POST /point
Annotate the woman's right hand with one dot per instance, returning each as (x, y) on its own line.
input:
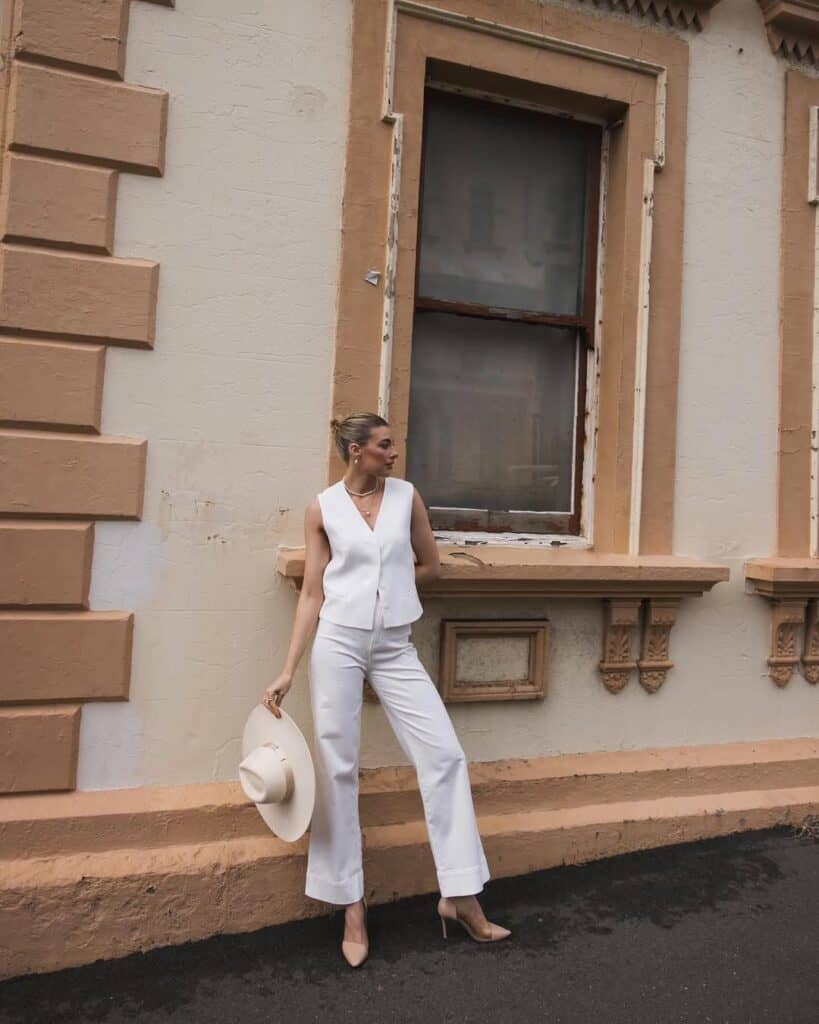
(275, 693)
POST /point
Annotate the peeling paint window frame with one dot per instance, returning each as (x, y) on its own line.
(566, 527)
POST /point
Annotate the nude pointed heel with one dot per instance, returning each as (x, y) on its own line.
(355, 952)
(447, 911)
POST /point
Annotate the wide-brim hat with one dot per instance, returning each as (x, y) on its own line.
(276, 772)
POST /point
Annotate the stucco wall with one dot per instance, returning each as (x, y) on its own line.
(233, 402)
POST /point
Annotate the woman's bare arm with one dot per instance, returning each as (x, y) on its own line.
(310, 599)
(429, 564)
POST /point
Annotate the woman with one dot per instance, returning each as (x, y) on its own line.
(360, 585)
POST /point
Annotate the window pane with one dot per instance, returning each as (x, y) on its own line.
(491, 414)
(504, 207)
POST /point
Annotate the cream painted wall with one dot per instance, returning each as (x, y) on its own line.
(233, 401)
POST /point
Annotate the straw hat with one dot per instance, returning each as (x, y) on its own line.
(276, 772)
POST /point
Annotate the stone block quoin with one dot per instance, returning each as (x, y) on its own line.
(70, 126)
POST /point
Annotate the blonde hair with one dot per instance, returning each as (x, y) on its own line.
(356, 427)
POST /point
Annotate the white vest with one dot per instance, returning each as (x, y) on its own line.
(368, 562)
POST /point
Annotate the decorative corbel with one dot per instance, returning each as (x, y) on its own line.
(620, 621)
(659, 616)
(810, 655)
(787, 620)
(677, 13)
(792, 28)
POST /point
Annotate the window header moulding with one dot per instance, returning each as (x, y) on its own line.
(689, 14)
(792, 28)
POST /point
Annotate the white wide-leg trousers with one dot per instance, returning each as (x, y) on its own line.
(340, 658)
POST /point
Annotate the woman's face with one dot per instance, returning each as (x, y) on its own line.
(379, 455)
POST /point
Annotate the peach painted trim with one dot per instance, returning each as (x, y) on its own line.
(677, 13)
(796, 461)
(92, 37)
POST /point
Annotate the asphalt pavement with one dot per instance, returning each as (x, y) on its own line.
(725, 931)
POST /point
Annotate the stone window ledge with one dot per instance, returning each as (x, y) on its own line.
(791, 585)
(789, 579)
(640, 594)
(516, 571)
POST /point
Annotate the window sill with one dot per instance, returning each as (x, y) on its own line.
(783, 579)
(494, 570)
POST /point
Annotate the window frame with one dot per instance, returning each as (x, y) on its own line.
(634, 82)
(453, 519)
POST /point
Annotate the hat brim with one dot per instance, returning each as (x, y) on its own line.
(288, 819)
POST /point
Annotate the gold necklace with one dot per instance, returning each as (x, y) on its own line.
(369, 511)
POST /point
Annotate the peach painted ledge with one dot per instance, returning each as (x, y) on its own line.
(783, 578)
(512, 571)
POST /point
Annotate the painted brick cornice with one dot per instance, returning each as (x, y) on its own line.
(686, 14)
(792, 28)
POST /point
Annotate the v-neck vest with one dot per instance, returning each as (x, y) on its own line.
(369, 563)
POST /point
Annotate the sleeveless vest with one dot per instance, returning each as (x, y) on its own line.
(368, 562)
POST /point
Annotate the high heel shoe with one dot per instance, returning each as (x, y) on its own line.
(355, 952)
(448, 911)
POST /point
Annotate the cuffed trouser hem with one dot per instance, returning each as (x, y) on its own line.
(348, 891)
(466, 882)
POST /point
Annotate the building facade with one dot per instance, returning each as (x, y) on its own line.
(568, 249)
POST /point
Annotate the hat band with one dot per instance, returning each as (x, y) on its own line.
(289, 780)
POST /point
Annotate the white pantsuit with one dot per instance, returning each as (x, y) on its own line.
(341, 656)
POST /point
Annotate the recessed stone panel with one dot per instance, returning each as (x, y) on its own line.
(492, 659)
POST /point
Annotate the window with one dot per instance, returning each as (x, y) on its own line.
(504, 317)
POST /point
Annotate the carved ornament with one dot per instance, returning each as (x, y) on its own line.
(792, 28)
(659, 616)
(791, 585)
(686, 14)
(620, 622)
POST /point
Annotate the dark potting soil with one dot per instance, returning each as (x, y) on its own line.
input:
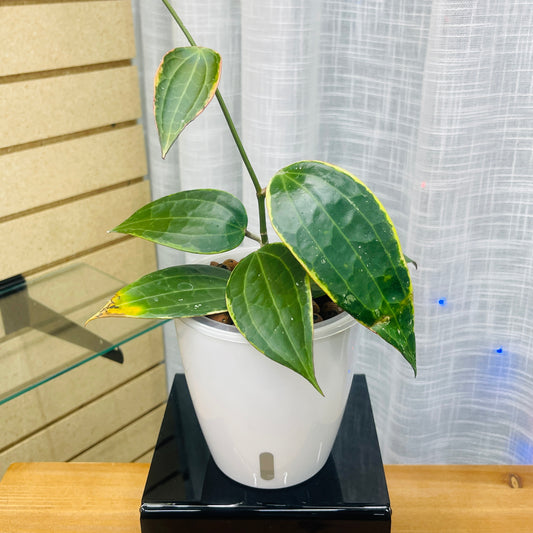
(323, 306)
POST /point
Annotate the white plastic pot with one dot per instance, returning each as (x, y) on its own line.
(265, 425)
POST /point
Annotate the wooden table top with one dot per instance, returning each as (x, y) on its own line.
(105, 497)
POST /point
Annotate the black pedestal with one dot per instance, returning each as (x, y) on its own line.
(186, 492)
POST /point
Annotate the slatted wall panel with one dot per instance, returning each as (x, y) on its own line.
(72, 166)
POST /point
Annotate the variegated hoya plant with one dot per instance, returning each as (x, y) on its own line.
(335, 237)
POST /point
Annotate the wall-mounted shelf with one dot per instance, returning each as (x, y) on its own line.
(42, 333)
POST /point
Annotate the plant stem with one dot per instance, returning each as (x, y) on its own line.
(259, 191)
(253, 236)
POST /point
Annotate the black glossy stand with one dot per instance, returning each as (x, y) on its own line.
(186, 492)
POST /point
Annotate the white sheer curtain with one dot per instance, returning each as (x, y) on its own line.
(430, 103)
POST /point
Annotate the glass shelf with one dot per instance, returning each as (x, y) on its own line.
(42, 332)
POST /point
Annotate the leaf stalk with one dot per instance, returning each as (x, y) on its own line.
(258, 189)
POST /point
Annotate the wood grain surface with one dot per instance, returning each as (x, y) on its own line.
(105, 497)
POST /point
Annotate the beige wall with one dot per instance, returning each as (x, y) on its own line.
(72, 166)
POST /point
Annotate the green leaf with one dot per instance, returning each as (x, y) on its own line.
(269, 299)
(179, 291)
(185, 83)
(344, 238)
(202, 221)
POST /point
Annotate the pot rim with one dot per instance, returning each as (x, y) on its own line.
(230, 332)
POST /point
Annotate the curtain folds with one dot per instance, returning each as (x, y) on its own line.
(429, 103)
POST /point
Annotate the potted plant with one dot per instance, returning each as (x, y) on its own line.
(336, 240)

---*---

#### Your assignment
Copy every record exactly, dropping the images.

#### Solution
POST /point
Annotate the woman's right hand with one dot per instance, returning each as (x, y) on its own line.
input:
(275, 693)
POST /point
Annotate the peeling paint window frame with one dot per instance, returning each as (x, y) on its own line.
(566, 527)
POST /point
Annotate the nude pointed heel with one dot per instance, returning each as (x, y) on its own line.
(355, 952)
(447, 911)
POST /point
Annotate the wide-brim hat with one dot per instance, returning each as (x, y) on its own line.
(276, 772)
POST /point
Annotate the stucco wall with one dot per instance, returning each as (x, y) on its own line.
(233, 402)
POST /point
Annotate the woman's bare arm with one dot per instance, returning each as (x, y) on its own line.
(310, 599)
(429, 564)
POST /point
Annotate the woman with one dot per instance, returning each as (x, y) on its own line.
(360, 585)
POST /point
Annotate the window pane with one dot per instance, returning each as (x, y) on its own line.
(491, 414)
(504, 207)
POST /point
Annotate the cream painted wall with one dot per instance, returning each as (x, y) on its own line.
(233, 401)
POST /point
Annotate the straw hat with one dot per instance, returning each as (x, y) on its own line.
(276, 772)
POST /point
Annotate the stone block quoin with one dot per instance, returning each as (x, y) on its own line.
(70, 126)
POST /point
Annotate the blonde hair with one dot per instance, returning each as (x, y) on its own line.
(356, 427)
POST /point
Annotate the white vest with one dot per instance, returning each as (x, y) on its own line.
(368, 562)
POST /point
Annotate the decorative corbel with one dot per instance, returning each as (x, y) on its own line.
(620, 621)
(659, 616)
(810, 655)
(787, 620)
(677, 13)
(792, 28)
POST /point
Annotate the window header moulding with one dot per instance, returning each as (x, y) on its own line.
(689, 14)
(792, 28)
POST /point
Annotate the white wide-leg trousers with one dot per instance, returning each as (x, y) on its own line.
(340, 658)
POST /point
Annotate the woman's face with one dot per instance, returning each as (x, y) on its own line.
(379, 455)
POST /point
Annotate the peach painted trim with one dot per instance, returning each as (x, y) on its own line.
(677, 13)
(796, 461)
(92, 37)
POST /point
Annotate the asphalt pavement with one dot per instance, returning each as (x, y) on its own line.
(725, 931)
POST /point
Annotate the stone window ledge with one dot per instance, returning each as (x, y) on its own line.
(791, 585)
(789, 579)
(640, 594)
(516, 571)
POST /point
Annotate the window sill with one dot per instance, returning each as (x, y) on its own line.
(783, 579)
(494, 570)
POST /point
Annotate the window frame with one dot per instance, returning each as (x, y) on its own line.
(634, 82)
(453, 519)
POST /point
Annotate the hat brim with one dot per instance, returning each as (x, y) on its own line.
(288, 819)
POST /point
Annotate the gold necklace with one dot per instance, returning each as (x, y) on its own line.
(369, 511)
POST /point
Annotate the peach painted ledge with one dot per instance, returning each as (x, y) on its own line.
(783, 578)
(512, 571)
POST /point
Annotate the painted brick cornice with one dot per instance, returning each as (x, y) on its own line.
(686, 14)
(792, 28)
POST /point
Annotate the v-neck vest with one dot per instance, returning each as (x, y) on its own line.
(369, 563)
POST /point
Annotate the sleeveless vest with one dot per instance, returning each as (x, y) on its own line.
(368, 562)
POST /point
Annotate the high heel shoe with one dot per instance, returning each as (x, y) on its own line.
(355, 952)
(448, 911)
POST /point
Annotate the cuffed trouser hem with one dot per instance, returning each as (x, y) on its own line.
(348, 891)
(466, 882)
POST /point
Annotate the building facade with one dot per instance, returning each as (x, y) on its own line.
(568, 249)
POST /point
Annotate the hat band with one dot per instance, returning each as (x, y) on its own line.
(289, 780)
POST /point
Annotate the white pantsuit with one dot per instance, returning each as (x, y) on its own line.
(341, 656)
POST /point
Annotate the recessed stone panel with one dot per instance, returning each as (x, y) on its own line.
(492, 659)
POST /point
Annotate the window with one dot per instance, returning each as (x, y) on its own line.
(504, 317)
POST /point
Annotate the carved ornament with one dot per instance, returning each as (x, y) on its own line.
(792, 28)
(659, 616)
(791, 585)
(686, 14)
(620, 622)
POST /point
Annotate the dark potting soil with one dot per instance, returning each as (x, y) on its own line.
input:
(323, 306)
POST /point
Annotate the white plastic pot with one dot per instance, returning each as (x, y) on its own line.
(265, 425)
POST /point
Annotate the wooden table top with one dot per instance, returning each as (x, y) on its own line.
(105, 497)
POST /point
Annotate the black pedestal with one dot per instance, returning each as (x, y) on its own line.
(186, 492)
POST /point
Annotate the slatted wall panel with one dot per instance, returning each as (x, y) on its own line.
(72, 166)
POST /point
Annotate the variegated hoya plant with one dot per instance, returning each as (x, y) on its own line.
(335, 237)
POST /point
Annotate the wall-mounted shelf with one dot per instance, returning each as (x, y) on its own line.
(42, 333)
POST /point
Annotate the plant stem with one dot per instance, returning each as (x, y) on its own line.
(259, 191)
(253, 236)
POST /point
Annotate the black glossy stand with one dot per instance, returning each as (x, y) on its own line.
(186, 492)
POST /point
Annotate the white sheer curtain with one dot per instance, returning each as (x, y) on its own line.
(430, 103)
POST /point
Annotate the glass shelf with one dot per instance, returning each as (x, y) on its own line.
(42, 332)
POST /point
Annotate the leaf stalk with one dot per instance, returning each as (x, y) on its own line.
(258, 189)
POST /point
Annotate the wood grain surface with one dot per instance, returning each as (x, y) on its own line.
(105, 497)
POST /point
Annotate the beige wall with one dot per instance, returning each as (x, y) on its own line.
(72, 166)
POST /point
Annotate the green leaf with one dot per instance, returning each as (x, y) on its own line.
(269, 299)
(179, 291)
(185, 83)
(344, 238)
(202, 221)
POST /point
Annotate the pot rim with one dot per instance, returning each as (x, y) on its own line.
(230, 332)
POST /point
Annotate the curtain folds with one dot per instance, returning each as (x, y) on its own line.
(429, 103)
POST /point
Annotate the potted plant with one dot per instance, returning each as (x, y) on its own line.
(336, 240)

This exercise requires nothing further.